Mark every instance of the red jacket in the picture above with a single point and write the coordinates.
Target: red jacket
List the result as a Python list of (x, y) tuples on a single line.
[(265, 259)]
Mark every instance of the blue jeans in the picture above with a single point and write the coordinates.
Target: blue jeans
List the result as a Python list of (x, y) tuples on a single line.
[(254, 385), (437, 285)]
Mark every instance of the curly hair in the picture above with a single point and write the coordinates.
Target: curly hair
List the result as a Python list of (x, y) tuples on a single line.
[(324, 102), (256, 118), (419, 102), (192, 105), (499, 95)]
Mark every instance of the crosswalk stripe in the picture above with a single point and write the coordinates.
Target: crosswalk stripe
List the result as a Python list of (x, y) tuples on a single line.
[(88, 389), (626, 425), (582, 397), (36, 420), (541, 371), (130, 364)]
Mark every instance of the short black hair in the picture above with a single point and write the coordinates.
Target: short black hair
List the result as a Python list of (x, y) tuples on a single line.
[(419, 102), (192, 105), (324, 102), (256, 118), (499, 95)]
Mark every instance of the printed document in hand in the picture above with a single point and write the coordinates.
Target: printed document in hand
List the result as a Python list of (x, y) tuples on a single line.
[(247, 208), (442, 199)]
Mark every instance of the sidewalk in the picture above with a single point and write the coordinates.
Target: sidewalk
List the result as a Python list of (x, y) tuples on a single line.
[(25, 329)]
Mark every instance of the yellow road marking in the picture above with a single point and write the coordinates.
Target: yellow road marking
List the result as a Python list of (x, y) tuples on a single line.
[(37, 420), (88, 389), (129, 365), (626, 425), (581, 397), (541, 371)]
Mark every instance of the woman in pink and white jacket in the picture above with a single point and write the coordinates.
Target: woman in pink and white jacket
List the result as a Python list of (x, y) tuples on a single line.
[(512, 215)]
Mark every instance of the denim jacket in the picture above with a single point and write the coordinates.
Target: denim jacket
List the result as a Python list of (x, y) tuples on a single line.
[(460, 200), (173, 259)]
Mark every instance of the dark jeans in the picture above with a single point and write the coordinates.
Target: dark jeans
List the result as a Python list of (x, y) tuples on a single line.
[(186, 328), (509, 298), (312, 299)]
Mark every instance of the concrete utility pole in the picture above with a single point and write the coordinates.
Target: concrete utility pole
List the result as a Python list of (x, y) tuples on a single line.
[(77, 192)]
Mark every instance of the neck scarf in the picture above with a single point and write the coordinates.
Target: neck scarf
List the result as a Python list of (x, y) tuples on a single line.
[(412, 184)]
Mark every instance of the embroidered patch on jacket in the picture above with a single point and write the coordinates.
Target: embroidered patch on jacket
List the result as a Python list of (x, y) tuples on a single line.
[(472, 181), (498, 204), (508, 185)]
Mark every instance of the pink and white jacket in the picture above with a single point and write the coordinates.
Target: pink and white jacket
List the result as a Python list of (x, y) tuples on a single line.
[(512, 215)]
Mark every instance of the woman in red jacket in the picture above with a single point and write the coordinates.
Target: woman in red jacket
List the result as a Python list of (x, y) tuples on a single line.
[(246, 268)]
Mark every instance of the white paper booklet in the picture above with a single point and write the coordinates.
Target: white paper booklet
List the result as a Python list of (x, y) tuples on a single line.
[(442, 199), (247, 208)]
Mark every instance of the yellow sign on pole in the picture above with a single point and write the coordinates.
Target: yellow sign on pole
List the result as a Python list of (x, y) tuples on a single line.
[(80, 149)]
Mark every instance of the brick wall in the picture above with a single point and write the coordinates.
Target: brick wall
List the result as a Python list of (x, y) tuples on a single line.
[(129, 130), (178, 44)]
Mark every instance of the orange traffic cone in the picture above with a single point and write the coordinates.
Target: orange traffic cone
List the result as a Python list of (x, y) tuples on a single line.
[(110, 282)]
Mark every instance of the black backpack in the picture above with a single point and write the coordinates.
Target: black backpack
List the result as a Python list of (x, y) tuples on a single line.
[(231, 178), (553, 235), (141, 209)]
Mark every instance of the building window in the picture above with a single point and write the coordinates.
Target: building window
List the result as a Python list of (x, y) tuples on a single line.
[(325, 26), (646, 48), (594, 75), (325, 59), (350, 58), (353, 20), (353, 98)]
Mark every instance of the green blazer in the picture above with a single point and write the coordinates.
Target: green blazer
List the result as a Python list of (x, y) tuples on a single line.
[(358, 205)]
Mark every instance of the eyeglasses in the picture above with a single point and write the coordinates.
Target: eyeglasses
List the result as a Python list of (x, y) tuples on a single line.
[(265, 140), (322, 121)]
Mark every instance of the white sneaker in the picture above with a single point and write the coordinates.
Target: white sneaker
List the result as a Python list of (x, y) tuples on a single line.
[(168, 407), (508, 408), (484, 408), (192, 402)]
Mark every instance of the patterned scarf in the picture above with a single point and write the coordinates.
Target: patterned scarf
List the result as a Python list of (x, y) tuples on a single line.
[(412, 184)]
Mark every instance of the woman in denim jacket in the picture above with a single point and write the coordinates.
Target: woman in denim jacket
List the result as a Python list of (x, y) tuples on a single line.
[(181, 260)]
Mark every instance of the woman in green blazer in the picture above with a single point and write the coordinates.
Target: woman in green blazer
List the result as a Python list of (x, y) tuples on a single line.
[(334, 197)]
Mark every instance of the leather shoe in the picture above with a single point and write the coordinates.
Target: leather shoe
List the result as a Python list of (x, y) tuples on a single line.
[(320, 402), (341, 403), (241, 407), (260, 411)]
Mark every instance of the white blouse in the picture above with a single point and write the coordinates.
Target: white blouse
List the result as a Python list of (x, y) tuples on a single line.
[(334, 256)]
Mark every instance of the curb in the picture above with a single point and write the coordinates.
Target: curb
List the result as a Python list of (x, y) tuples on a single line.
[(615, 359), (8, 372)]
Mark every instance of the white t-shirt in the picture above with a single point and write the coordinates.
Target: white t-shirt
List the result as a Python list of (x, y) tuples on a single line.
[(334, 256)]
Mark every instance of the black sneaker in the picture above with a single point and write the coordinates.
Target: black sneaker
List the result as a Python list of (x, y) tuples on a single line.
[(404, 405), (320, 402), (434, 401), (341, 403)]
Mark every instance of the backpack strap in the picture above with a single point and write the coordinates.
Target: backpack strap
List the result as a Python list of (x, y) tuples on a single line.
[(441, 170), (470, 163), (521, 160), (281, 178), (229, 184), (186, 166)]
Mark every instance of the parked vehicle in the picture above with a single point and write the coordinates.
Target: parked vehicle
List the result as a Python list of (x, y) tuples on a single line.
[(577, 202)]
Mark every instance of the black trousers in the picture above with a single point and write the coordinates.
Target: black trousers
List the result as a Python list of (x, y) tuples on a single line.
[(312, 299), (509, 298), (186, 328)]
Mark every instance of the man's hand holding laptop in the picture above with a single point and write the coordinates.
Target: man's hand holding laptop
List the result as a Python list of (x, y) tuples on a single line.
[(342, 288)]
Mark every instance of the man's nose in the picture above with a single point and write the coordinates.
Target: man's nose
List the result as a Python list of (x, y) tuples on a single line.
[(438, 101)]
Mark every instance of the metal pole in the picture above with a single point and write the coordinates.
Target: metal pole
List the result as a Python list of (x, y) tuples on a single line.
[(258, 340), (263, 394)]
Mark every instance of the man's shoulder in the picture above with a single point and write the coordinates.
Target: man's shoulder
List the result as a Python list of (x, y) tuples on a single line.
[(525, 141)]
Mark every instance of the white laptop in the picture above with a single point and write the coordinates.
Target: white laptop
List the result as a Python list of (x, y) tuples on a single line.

- - - -

_TASK DIRECTIONS:_
Exactly as they stand, repeat all the records.

_SOLUTION TO THE PROBLEM:_
Mark every instance of the red jacket in the picture above with a single point and write the coordinates.
Target: red jacket
List the result as a Python list of (x, y) tuples on a single line.
[(265, 259)]
Mark every instance of the blue jeans in the picture above with a single point and write the coordinates.
Target: blue jeans
List the result as a Python list of (x, y) tuples on a single line.
[(254, 385), (437, 285)]
Mark every instance of the curly hair in the picture above with a single point and write the coordinates.
Target: curly hair
List the result as a Python list of (x, y) tuples on a single line.
[(324, 102), (256, 118), (419, 102), (192, 105), (499, 95)]
Mark every instance of the crosswalk stripe in the picture above with a single point and write the coordinates.
Target: crosswalk stripe
List the result as a Python list of (x, y) tuples on a single line.
[(88, 389), (626, 425), (582, 397), (36, 420), (541, 371), (130, 364)]
Mark every instance of the short black hair in the picture above with a single point and write the coordinates.
Target: short black hair
List the result as a Python list of (x, y) tuples on a single line.
[(419, 102), (192, 105), (324, 102), (256, 118), (499, 95)]
Mark every instance of the printed document in hand in the picture above with a single point and write the coordinates.
Target: printed document in hand
List the result as a Python list of (x, y) tuples on a single line.
[(247, 208), (442, 199)]
Mark every instance of the sidewalk in the picture above with a single point and write the coordinates.
Target: sidewalk
List the result as a Python list of (x, y) tuples on a single line.
[(25, 329)]
Mark every instance of the yellow road marking in the picture above with a single point and write the coordinates.
Target: yellow road marking
List the result as a Python list of (x, y) tuples on a single line.
[(37, 420), (88, 389), (129, 365), (626, 425), (581, 397), (541, 371)]
Mark every instance of the woman in pink and white jacket in the picture above with a single point and write the coordinates.
Target: woman in pink and white jacket
List the result as a Python list of (x, y) tuples on a single line.
[(512, 215)]
Mark every instance of the denim jacket in the picture above with a single point and write the coordinates.
Target: denim jacket
List the result as a Python list of (x, y) tuples on a single line.
[(460, 200), (173, 259)]
Mark every instance of the dark jeans in the picture above with a single point and write the coordinates.
Target: dark jeans
List the result as a Python list of (x, y) tuples on a single line.
[(186, 328), (509, 298), (312, 299)]
Mark every instance of the concrete utility pole in the picture above with a single point and write the coordinates.
Target: concrete utility pole
List the result as a Python list of (x, y) tuples on a single line.
[(77, 192)]
Mark every instance of the neck scarf in the picture above with a single point and write the coordinates.
Target: neck scarf
List the result as a Python list of (x, y) tuples on a single line.
[(412, 184)]
Mark every instance of the embroidered patch on jacket in the picture above with a single point and write the coordinates.
Target: embroidered patch on jacket
List the result as a Python list of (x, y) tuples on a single line.
[(472, 181), (498, 204), (508, 185)]
Mark every instance of the pink and white jacket in the picture above with a single point and write the coordinates.
Target: pink and white jacket
List the result as a Python list of (x, y) tuples on a single line.
[(512, 215)]
Mark every instance of the woman in red jacket in the picture above with a single point and write the coordinates.
Target: woman in red jacket
List the result as a Python list of (x, y) tuples on a single line.
[(246, 268)]
Mark every instance of the white paper booklet in the picture above with a single point and write the coordinates.
Target: white paper booklet
List the result as a Python list of (x, y) tuples on a single line.
[(442, 199), (247, 208)]
Mark every instance of the yellow sign on pole in the picture above with a single point and write the coordinates.
Target: yellow sign on pole
List the result as a Python list of (x, y) tuples on a single line.
[(80, 149)]
Mark every instance of the brick wall in the picture above with a single point and write the coordinates.
Target: brick wall
List the result as a Python list of (x, y) tuples on a single line.
[(129, 130), (178, 44)]
Mark every instance of the orange traffic cone in the picture above with a single point and write the coordinates.
Target: orange traffic cone
List the result as a Python list of (x, y) tuples on a single line.
[(110, 282)]
Mark every instance of the black backpack in the picture above with a single point and write the coordinates.
Target: black backpack
List the result as a Python list of (x, y) tuples on a single line.
[(231, 178), (553, 235), (141, 209)]
Mark every instance of the building window in the picture above with a single point and write the coordinates.
Target: building window
List the result as a Python list of (x, y) tuples on a single line.
[(325, 26), (646, 48), (594, 75), (325, 59), (350, 58), (353, 20), (353, 98)]
Mark every instance of the green blazer in the picture above with a single point and write the coordinates.
Target: green blazer
List the result as a Python list of (x, y) tuples on a single line.
[(358, 205)]
Mark every instance of the eyeglasses in the picture above with a single point and write the coordinates.
Target: eyeglasses
List the result as a Python list of (x, y) tuples on a single line.
[(265, 140), (322, 121)]
Mark every instance of the white sneaker in the picture above with a single point and write the coordinates.
Target: white sneaker
List the result as a Python list of (x, y) tuples on a single line.
[(168, 407), (508, 408), (484, 408), (192, 402)]
Mark every instance of the patterned scarf in the picture above with a single point and write the coordinates.
Target: patterned scarf
List the result as a Python list of (x, y) tuples on a single line.
[(412, 184)]
Mark every instance of the woman in denim jacket in the picture above with a single point and write the coordinates.
Target: woman in denim jacket
List the result as a Python list of (x, y) tuples on a single line.
[(181, 260)]
Mark every instance of the woman in green blazer in the picture above with a single point and write the coordinates.
Target: woman in green blazer
List the result as a Python list of (x, y) tuples on a single line.
[(334, 197)]
Mark every instance of the leather shoe in the picture above with a single point and write the coordinates.
Target: leather shoe
List the result as a Python list of (x, y) tuples on a single line.
[(320, 402), (341, 403), (241, 407), (260, 411)]
Mark every instance of the white blouse in the picture above with a single point and write the coordinates.
Target: white blouse
List the result as a Python list of (x, y) tuples on a single line.
[(334, 256)]
Mark every instance of the curb in the picture above with a single point and write the coordinates.
Target: curb
List the result as a Python list of (x, y) tuples on a single line.
[(615, 359), (8, 372)]
Mark every instance of the white t-shirt in the picture above with a single point and write the coordinates.
Target: white t-shirt
List the result as a Python list of (x, y) tuples on a single line.
[(334, 256)]
Mark every instance of the black sneaker in the picture above with a single point and write the coordinates.
Target: black sneaker
List the result as a Python list of (x, y) tuples on a single line.
[(404, 405), (320, 402), (434, 401), (341, 403)]
Mark every instance of the backpack strap in the picture above with a single point and write the coordinates.
Target: backpack strap
List the result as a Python list of (x, y) tuples on a single line.
[(441, 170), (470, 163), (521, 160), (281, 178), (229, 184), (186, 166)]
Mark every instance of the parked vehicle in the picture above with a single point and write the coordinates.
Target: parked vehicle
List the result as a Python list of (x, y) tuples on a single line.
[(577, 202)]
Mark every instance of the black trousers in the picture above with a single point and write the coordinates.
Target: black trousers
List the result as a Python list of (x, y) tuples on a single line.
[(312, 299), (509, 298), (186, 328)]
Mark every instance of the man's hand holding laptop in the picture above with a single point and write the coordinates.
Target: man's hand holding laptop
List the result as a Python list of (x, y) tuples on a single line.
[(342, 288)]
Mark every instance of the man's nose in the picture above with a single point and write the coordinates.
Target: man's nose
List the result as a Python list of (x, y) tuples on a single line.
[(438, 101)]
Mark every instance of the metal pole in the picture above with a single point and write the coordinates.
Target: metal pole
List the result as a Python list of (x, y) tuples on a single line.
[(258, 340), (263, 394)]
Mark every instance of the man's shoulder in the picture above with a single point and write the coordinates.
Target: man's shoulder
List the result as a Python list of (x, y) tuples on a single line.
[(525, 141)]
Mark every instance of the white laptop in the picture above with a single point and write the coordinates.
Target: white laptop
List the result as a Python list of (x, y) tuples on a single line.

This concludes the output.